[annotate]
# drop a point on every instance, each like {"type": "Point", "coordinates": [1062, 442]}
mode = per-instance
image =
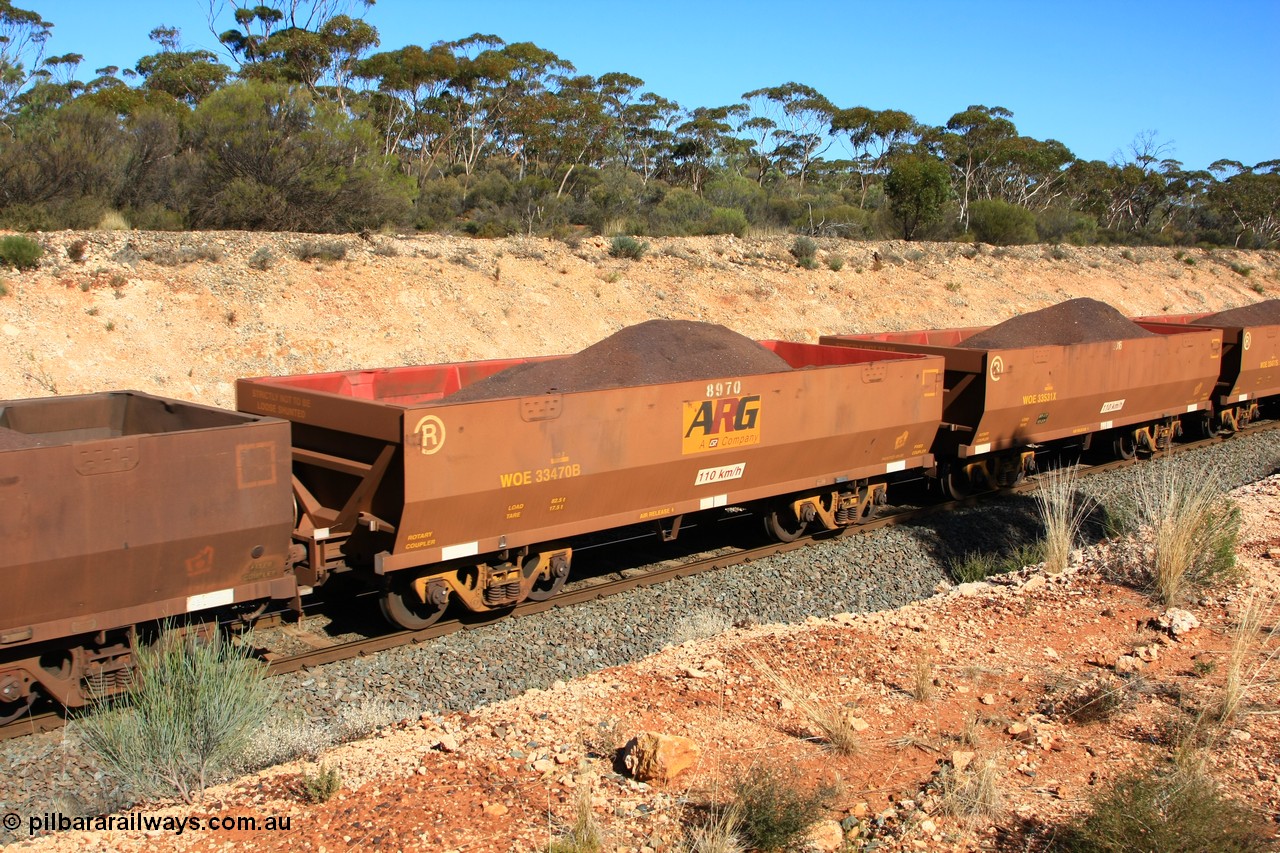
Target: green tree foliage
{"type": "Point", "coordinates": [22, 42]}
{"type": "Point", "coordinates": [494, 138]}
{"type": "Point", "coordinates": [187, 76]}
{"type": "Point", "coordinates": [917, 186]}
{"type": "Point", "coordinates": [1001, 223]}
{"type": "Point", "coordinates": [277, 158]}
{"type": "Point", "coordinates": [1252, 199]}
____________________
- _The task_
Please copy every line of the material above without the picture, adding 75 to each coordinate in the answer points but not to the sample point in the instruction line.

- _Result below_
[annotate]
# drop a point on every instance, each like {"type": "Point", "coordinates": [1062, 442]}
mode = per-instance
image =
Target: green tree foliage
{"type": "Point", "coordinates": [97, 117]}
{"type": "Point", "coordinates": [569, 213]}
{"type": "Point", "coordinates": [262, 151]}
{"type": "Point", "coordinates": [992, 261]}
{"type": "Point", "coordinates": [1076, 298]}
{"type": "Point", "coordinates": [352, 233]}
{"type": "Point", "coordinates": [1327, 274]}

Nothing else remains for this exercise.